■ **Task goal**:
Every line below that carries the word "water" needs to be copied.

■ **Source data**:
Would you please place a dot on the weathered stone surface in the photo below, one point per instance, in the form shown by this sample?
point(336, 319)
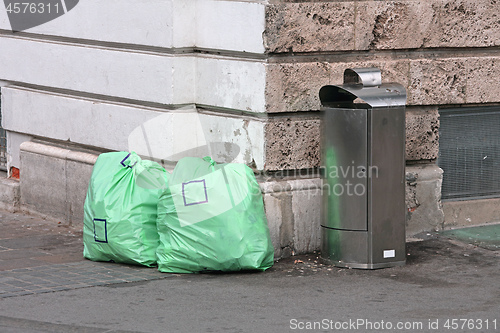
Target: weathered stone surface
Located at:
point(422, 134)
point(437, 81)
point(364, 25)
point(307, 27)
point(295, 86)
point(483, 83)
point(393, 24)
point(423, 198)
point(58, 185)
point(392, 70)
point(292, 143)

==

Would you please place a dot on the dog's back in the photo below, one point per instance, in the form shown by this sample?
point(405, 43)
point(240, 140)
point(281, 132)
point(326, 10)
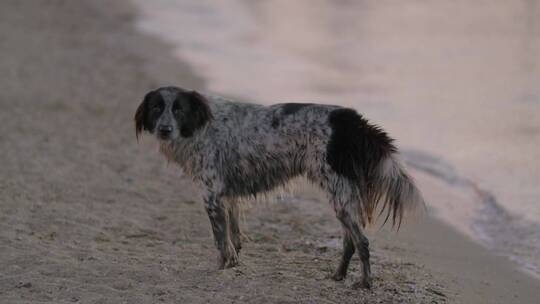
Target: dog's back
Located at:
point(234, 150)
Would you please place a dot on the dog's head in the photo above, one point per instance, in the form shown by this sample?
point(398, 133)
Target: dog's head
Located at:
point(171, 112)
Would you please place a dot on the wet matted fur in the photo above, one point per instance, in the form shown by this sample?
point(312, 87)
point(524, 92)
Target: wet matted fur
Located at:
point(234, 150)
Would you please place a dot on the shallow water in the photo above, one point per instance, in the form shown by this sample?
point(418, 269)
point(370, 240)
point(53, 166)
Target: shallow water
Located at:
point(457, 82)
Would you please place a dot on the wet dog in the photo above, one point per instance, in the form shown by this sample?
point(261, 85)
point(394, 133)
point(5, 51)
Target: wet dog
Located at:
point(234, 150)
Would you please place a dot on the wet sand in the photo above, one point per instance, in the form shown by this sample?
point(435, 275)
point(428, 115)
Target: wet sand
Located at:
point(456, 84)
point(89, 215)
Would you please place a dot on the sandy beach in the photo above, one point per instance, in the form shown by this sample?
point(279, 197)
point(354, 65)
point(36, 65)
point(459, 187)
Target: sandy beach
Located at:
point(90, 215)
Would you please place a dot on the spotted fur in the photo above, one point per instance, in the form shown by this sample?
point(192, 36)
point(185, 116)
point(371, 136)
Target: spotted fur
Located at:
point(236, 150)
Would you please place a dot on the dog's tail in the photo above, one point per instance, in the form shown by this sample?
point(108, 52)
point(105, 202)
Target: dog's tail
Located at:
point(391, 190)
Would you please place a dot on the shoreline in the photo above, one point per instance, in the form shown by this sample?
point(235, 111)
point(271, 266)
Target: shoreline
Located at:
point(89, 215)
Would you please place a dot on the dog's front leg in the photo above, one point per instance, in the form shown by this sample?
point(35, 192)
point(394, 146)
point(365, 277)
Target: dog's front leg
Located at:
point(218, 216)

■ **Written response**:
Would you please place a dot on the shallow water in the photo above, one point per instance, in the form shown by this sample?
Target: shallow water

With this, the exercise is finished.